[Stored items]
◇ ◇ ◇ ◇

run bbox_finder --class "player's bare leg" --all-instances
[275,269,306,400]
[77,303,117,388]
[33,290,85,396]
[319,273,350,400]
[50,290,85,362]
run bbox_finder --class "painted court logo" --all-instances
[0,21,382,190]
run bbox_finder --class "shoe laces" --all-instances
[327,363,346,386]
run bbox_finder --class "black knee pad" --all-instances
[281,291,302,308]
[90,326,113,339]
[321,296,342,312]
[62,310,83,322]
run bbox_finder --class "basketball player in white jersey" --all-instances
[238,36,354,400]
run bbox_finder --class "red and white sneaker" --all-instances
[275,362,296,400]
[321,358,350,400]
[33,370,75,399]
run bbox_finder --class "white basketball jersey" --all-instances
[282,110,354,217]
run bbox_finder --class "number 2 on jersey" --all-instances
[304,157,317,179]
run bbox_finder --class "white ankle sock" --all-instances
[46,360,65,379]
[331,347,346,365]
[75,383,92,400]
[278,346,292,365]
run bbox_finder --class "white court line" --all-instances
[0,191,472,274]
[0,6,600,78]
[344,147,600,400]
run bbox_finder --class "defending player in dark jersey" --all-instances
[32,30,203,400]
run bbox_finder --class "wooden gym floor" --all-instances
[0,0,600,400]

◇ ◇ ◇ ◇

Required work:
Write out all of the entries above again, swapping in "shirt" wherever "jersey" appears and keeping everything else the same.

Correct output:
run bbox_finder --class "player's bare leg" --all-instances
[275,269,306,400]
[77,303,117,388]
[33,290,85,396]
[319,273,350,400]
[50,290,85,362]
run bbox_finder --class "painted court logo" --all-instances
[0,21,382,190]
run bbox_finder --class "shoe laces" --all-instances
[327,363,346,386]
run bbox_finder --class "black knee pad" --all-instances
[281,291,302,308]
[90,326,113,339]
[321,296,342,312]
[62,310,83,322]
run bbox_finder --class "basketball player in white shirt" --all-instances
[238,36,354,400]
run bbox_finder --class "red and white sneaker" --all-instances
[275,362,296,400]
[321,358,350,400]
[33,370,75,399]
run bbox_finder --class "white basketball shirt" --all-instances
[282,110,354,217]
run bbox_finder --class "number 2 on shirt" --all-instances
[304,157,317,179]
run bbox_finder --class "white ankle sock" --all-instances
[46,360,65,379]
[331,347,346,365]
[75,383,92,400]
[278,346,292,365]
run bbox_finder --class "white court line" --all-instances
[0,191,472,274]
[0,6,600,78]
[344,147,600,400]
run bbox_finder --class "defending player in dark shirt" --all-instances
[32,30,203,400]
run bbox_finder --class "wooden gym floor" --all-instances
[0,0,600,400]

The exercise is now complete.